Instructions to follow:
Copy out the rows from the line containing "[trace] car wheel" through the end of the rows, reproducing each line unchanged.

A run of rows:
/---
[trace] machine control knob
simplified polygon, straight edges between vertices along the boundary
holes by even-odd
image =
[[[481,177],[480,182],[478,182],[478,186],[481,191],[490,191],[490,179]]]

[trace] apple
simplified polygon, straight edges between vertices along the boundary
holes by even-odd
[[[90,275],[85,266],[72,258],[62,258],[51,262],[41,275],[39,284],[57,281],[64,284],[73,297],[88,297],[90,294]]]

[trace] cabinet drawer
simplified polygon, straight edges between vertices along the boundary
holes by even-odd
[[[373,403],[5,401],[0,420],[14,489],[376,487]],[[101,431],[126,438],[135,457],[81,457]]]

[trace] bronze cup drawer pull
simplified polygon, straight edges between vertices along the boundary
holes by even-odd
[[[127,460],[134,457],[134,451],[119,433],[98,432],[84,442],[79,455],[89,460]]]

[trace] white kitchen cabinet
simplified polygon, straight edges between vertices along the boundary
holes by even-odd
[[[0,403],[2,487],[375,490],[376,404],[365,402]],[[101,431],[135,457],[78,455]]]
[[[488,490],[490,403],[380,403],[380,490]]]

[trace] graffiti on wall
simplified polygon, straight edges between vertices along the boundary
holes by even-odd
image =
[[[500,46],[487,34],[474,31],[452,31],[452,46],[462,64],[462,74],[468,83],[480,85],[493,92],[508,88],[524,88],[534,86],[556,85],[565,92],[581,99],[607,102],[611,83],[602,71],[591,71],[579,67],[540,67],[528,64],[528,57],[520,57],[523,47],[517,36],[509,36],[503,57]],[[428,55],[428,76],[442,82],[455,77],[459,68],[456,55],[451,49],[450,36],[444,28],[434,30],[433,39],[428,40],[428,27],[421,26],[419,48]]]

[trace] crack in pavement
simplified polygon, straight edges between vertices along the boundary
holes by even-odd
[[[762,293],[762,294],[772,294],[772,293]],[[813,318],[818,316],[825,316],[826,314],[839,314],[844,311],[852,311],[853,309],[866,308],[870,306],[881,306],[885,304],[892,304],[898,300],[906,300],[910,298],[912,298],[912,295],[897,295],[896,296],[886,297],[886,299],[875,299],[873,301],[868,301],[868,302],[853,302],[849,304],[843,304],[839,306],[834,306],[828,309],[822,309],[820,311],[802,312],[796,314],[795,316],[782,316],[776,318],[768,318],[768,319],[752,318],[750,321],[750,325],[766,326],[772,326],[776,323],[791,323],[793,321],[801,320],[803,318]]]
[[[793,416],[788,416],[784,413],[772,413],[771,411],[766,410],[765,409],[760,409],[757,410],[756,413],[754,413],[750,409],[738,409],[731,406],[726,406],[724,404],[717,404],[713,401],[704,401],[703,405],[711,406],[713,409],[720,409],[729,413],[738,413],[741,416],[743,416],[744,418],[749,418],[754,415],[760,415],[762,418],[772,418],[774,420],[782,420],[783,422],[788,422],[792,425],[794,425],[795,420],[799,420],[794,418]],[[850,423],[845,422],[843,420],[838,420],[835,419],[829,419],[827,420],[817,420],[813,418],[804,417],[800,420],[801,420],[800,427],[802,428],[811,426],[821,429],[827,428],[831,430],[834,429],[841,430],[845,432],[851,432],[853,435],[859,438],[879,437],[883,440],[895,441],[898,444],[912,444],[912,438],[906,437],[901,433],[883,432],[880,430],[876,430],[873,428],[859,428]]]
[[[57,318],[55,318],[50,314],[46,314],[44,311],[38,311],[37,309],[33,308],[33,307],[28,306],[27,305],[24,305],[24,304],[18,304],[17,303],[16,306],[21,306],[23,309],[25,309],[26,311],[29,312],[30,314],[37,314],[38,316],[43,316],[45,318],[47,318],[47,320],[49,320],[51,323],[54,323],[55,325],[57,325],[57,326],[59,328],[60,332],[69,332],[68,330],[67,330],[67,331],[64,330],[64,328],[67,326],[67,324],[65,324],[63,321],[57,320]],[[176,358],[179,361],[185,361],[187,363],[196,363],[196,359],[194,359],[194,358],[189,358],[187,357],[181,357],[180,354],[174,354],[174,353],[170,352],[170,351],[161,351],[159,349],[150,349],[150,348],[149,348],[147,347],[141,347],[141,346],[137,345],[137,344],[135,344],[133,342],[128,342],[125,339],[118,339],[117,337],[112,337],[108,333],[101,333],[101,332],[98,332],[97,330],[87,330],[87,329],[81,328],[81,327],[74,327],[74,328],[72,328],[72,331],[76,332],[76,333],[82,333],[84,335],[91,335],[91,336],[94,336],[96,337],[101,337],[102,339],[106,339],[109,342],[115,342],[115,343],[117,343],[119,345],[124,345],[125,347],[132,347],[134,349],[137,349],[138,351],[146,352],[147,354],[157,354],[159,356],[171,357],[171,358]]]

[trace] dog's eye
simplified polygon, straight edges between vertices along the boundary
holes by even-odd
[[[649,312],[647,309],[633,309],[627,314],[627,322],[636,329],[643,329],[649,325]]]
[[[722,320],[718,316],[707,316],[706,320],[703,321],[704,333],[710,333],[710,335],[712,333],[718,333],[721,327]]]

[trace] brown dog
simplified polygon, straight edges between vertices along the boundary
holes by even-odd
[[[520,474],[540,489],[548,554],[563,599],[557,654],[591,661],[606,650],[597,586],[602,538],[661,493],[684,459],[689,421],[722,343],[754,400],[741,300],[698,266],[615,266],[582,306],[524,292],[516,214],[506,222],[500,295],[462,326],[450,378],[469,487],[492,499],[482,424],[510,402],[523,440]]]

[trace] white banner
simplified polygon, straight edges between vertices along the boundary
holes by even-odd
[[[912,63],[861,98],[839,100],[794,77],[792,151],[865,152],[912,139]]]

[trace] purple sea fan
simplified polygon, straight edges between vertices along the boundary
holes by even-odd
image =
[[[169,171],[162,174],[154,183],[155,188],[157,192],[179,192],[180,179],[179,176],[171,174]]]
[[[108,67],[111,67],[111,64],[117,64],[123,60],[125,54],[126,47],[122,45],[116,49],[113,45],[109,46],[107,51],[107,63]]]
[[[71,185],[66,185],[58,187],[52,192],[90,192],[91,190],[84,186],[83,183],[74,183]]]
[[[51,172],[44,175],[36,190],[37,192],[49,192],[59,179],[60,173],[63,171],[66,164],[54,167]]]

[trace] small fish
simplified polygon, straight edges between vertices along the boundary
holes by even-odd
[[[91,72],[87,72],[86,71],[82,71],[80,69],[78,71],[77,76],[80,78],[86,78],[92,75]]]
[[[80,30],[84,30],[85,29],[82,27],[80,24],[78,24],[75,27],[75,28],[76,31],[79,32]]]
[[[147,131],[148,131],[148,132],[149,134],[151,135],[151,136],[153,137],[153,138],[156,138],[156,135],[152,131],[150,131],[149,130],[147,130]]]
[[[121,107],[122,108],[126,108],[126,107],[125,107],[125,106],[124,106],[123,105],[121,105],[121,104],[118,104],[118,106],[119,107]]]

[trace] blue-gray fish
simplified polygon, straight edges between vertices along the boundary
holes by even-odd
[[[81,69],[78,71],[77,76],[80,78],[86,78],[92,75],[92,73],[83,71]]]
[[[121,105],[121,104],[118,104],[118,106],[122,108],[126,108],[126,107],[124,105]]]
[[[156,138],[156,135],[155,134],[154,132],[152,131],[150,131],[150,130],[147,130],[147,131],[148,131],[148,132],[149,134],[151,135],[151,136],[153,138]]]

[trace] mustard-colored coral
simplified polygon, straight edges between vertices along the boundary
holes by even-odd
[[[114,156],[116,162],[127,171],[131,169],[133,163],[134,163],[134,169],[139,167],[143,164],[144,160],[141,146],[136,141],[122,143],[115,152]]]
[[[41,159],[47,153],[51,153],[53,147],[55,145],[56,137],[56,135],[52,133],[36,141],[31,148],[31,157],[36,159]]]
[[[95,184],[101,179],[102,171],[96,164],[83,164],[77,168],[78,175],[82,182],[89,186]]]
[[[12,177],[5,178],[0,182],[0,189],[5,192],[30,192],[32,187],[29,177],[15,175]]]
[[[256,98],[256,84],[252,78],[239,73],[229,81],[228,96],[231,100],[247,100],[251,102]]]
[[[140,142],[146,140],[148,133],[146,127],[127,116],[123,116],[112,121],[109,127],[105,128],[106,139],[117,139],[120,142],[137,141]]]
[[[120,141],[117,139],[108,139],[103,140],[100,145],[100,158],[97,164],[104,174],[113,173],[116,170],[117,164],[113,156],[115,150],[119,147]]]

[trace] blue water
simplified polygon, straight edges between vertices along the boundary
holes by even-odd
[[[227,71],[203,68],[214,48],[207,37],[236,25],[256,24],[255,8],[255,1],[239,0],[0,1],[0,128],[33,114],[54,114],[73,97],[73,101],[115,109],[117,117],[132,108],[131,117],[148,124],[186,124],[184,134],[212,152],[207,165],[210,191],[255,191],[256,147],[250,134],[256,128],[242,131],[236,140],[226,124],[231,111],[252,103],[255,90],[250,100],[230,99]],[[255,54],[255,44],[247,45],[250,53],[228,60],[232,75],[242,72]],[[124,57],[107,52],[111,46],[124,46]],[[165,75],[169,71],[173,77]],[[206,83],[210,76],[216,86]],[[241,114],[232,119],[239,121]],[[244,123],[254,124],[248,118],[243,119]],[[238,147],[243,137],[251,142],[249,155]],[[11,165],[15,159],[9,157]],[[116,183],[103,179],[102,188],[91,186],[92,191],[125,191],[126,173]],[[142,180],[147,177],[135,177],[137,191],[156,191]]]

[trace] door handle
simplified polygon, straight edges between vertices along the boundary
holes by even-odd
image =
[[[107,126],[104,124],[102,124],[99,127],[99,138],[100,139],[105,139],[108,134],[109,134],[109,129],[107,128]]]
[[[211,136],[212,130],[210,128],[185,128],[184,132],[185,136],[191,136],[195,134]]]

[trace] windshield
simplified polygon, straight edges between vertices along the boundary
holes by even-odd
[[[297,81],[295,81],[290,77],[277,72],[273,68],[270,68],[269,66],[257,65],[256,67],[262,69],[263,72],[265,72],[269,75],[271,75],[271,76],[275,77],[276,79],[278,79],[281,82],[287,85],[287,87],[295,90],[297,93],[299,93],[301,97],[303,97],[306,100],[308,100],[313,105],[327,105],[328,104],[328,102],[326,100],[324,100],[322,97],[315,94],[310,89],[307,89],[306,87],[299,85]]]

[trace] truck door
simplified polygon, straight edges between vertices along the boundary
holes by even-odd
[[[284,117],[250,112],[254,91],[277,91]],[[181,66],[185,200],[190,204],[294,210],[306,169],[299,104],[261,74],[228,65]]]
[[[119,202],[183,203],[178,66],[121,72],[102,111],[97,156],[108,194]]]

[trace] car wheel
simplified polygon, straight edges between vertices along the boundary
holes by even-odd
\---
Task response:
[trace] car wheel
simplified polygon, straight edges between vertices along the boundary
holes by even-odd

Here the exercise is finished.